| PROBLEM DETAILS |
List every line of the data below that contains the string "wagon", and treat uppercase and lowercase letters as different.

| GIVEN DATA |
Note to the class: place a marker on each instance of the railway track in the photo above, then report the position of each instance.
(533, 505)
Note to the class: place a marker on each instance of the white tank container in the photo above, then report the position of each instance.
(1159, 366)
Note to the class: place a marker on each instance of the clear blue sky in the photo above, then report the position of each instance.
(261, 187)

--

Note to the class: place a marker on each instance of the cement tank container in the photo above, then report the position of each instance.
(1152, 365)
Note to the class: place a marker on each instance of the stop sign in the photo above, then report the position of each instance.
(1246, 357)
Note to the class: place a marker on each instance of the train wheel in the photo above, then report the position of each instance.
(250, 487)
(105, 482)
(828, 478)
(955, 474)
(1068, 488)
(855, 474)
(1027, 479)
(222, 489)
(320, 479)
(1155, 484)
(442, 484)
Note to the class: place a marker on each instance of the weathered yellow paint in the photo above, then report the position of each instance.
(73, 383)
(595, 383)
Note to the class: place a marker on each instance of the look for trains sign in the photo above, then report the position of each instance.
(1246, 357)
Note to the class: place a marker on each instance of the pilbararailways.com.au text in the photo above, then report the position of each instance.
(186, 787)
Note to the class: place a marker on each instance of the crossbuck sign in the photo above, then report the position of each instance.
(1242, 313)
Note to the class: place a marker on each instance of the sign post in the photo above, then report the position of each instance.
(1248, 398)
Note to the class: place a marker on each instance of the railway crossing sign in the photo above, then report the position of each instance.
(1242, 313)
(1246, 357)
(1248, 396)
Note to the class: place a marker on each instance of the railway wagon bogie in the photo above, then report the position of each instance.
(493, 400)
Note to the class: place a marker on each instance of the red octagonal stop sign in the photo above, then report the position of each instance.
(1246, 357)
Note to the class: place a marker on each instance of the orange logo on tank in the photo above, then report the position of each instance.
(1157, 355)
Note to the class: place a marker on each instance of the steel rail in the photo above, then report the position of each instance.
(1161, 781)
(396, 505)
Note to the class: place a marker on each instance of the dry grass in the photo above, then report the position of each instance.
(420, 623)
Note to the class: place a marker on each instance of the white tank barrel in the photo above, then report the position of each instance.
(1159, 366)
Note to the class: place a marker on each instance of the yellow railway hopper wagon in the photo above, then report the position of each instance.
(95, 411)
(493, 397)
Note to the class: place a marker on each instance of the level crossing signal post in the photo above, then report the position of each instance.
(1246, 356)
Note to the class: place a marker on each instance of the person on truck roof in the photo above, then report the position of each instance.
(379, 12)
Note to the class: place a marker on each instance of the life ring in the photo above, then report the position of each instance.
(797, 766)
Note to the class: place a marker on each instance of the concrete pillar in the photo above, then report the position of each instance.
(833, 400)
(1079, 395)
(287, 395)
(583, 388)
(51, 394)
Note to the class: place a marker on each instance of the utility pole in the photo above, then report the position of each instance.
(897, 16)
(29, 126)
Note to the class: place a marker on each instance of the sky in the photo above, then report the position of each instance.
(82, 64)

| CORRECT ANSWER |
Note to the class: place a marker on each instance of the railway wagon bogie in the photo above, then report the position of each instance.
Note to the class: place a marker on each instance of the yellow railway hopper wagon in the photo above, then report the position of each instance.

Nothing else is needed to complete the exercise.